What is being asked - All of the listing below must be repeated word for word. Pictures are the only thing to omit.

◇ ◇ ◇ ◇ ◇ ◇ ◇

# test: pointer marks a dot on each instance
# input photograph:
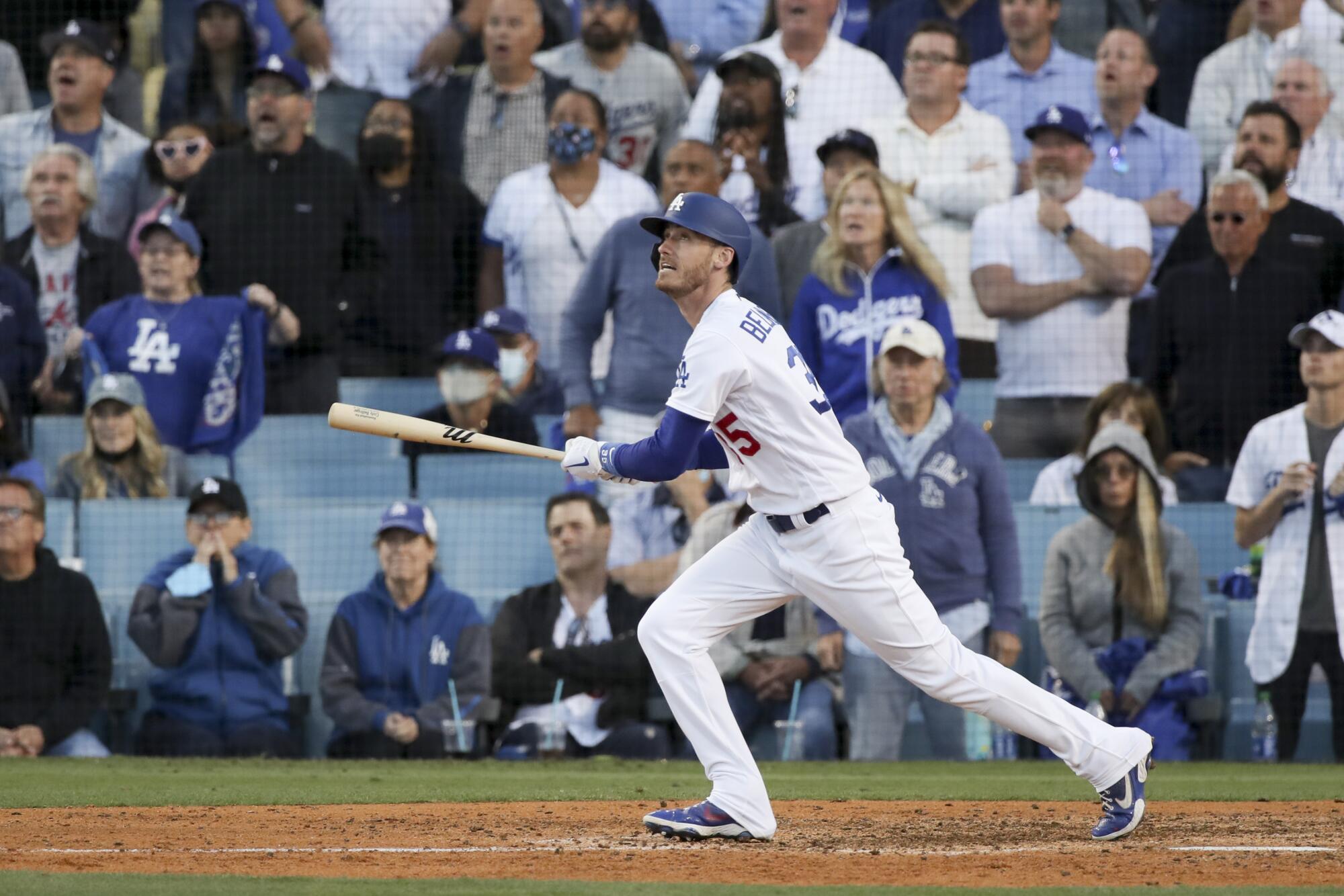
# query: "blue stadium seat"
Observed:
(404, 396)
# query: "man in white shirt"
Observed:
(952, 161)
(829, 85)
(644, 93)
(1057, 265)
(1243, 72)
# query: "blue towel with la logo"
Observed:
(202, 365)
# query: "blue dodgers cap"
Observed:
(709, 217)
(287, 68)
(175, 225)
(1064, 119)
(472, 343)
(411, 517)
(503, 320)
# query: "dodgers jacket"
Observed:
(221, 651)
(382, 659)
(839, 335)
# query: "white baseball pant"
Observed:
(850, 564)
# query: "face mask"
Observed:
(513, 366)
(382, 152)
(462, 386)
(569, 143)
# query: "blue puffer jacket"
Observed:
(839, 335)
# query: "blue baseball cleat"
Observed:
(1123, 803)
(698, 823)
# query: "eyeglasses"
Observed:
(218, 518)
(169, 150)
(1118, 159)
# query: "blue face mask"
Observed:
(569, 143)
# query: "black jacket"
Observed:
(1221, 361)
(56, 659)
(295, 224)
(616, 667)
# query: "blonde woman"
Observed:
(870, 271)
(123, 456)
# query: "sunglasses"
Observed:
(190, 148)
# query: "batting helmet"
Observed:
(709, 217)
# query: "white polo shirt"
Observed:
(1077, 349)
(958, 170)
(548, 242)
(843, 88)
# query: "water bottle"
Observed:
(1264, 730)
(1005, 742)
(978, 737)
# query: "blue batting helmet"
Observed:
(709, 217)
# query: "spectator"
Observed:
(1210, 345)
(576, 632)
(71, 269)
(198, 359)
(827, 85)
(976, 21)
(1057, 267)
(173, 161)
(1304, 92)
(24, 346)
(1122, 573)
(1243, 71)
(548, 221)
(648, 331)
(651, 526)
(796, 244)
(14, 457)
(947, 483)
(1302, 236)
(123, 456)
(952, 161)
(494, 123)
(533, 389)
(872, 271)
(218, 619)
(14, 87)
(394, 647)
(1290, 460)
(642, 88)
(56, 659)
(286, 212)
(1128, 402)
(429, 226)
(83, 66)
(212, 88)
(470, 382)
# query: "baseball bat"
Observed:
(413, 429)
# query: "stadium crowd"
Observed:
(1123, 213)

◇ ◇ ◇ ◇ ◇ ◇ ◇

Finished task -
# test: pointer marks a dot on each instance
# input photograph:
# query: "blue stadium seat"
Observed:
(404, 396)
# query: "man in white shirt"
Observed:
(952, 161)
(829, 85)
(644, 93)
(1057, 265)
(1243, 72)
# query: "blue towel with la logo"
Observed:
(202, 365)
# query: "blue dodgers cap"
Observed:
(709, 217)
(287, 68)
(175, 225)
(1064, 119)
(472, 343)
(411, 517)
(503, 320)
# query: "dodgers jacket"
Observed:
(221, 651)
(382, 659)
(839, 335)
# query: "white baseball pant"
Observed:
(850, 564)
# query: "face mask"
Observed:
(513, 366)
(382, 152)
(462, 386)
(569, 143)
# query: "blue puffer jacket"
Observed:
(839, 335)
# query: "blue baseball cleat"
Observed:
(1123, 803)
(698, 823)
# query: "eyeglasses"
Observed:
(218, 518)
(169, 150)
(1118, 159)
# query: "blue face mask"
Observed:
(569, 143)
# query: "black jacket"
Observed:
(1221, 361)
(56, 659)
(295, 224)
(616, 667)
# query: "blonde woman"
Observed:
(870, 271)
(123, 456)
# query: "sunglasses"
Observed:
(190, 148)
# query: "batting helmet"
Observed:
(709, 217)
# query: "white polo shirt"
Observed:
(1077, 349)
(958, 170)
(548, 242)
(843, 88)
# query: "water bottle"
Observed:
(1264, 730)
(1005, 742)
(978, 737)
# query: "blue batting helmet"
Observed:
(709, 217)
# query: "spectator"
Observed:
(1210, 345)
(576, 632)
(71, 269)
(198, 359)
(827, 85)
(976, 21)
(1057, 267)
(173, 161)
(1304, 92)
(24, 346)
(1122, 573)
(1243, 71)
(548, 221)
(648, 331)
(651, 526)
(796, 244)
(14, 457)
(947, 483)
(1302, 236)
(123, 456)
(952, 161)
(494, 123)
(533, 389)
(872, 271)
(218, 619)
(14, 87)
(394, 647)
(1290, 460)
(642, 88)
(56, 659)
(286, 212)
(1128, 402)
(429, 226)
(83, 66)
(212, 88)
(470, 382)
# query: "baseball bat"
Observed:
(413, 429)
# query: "stadium crowd"
Observed:
(1123, 213)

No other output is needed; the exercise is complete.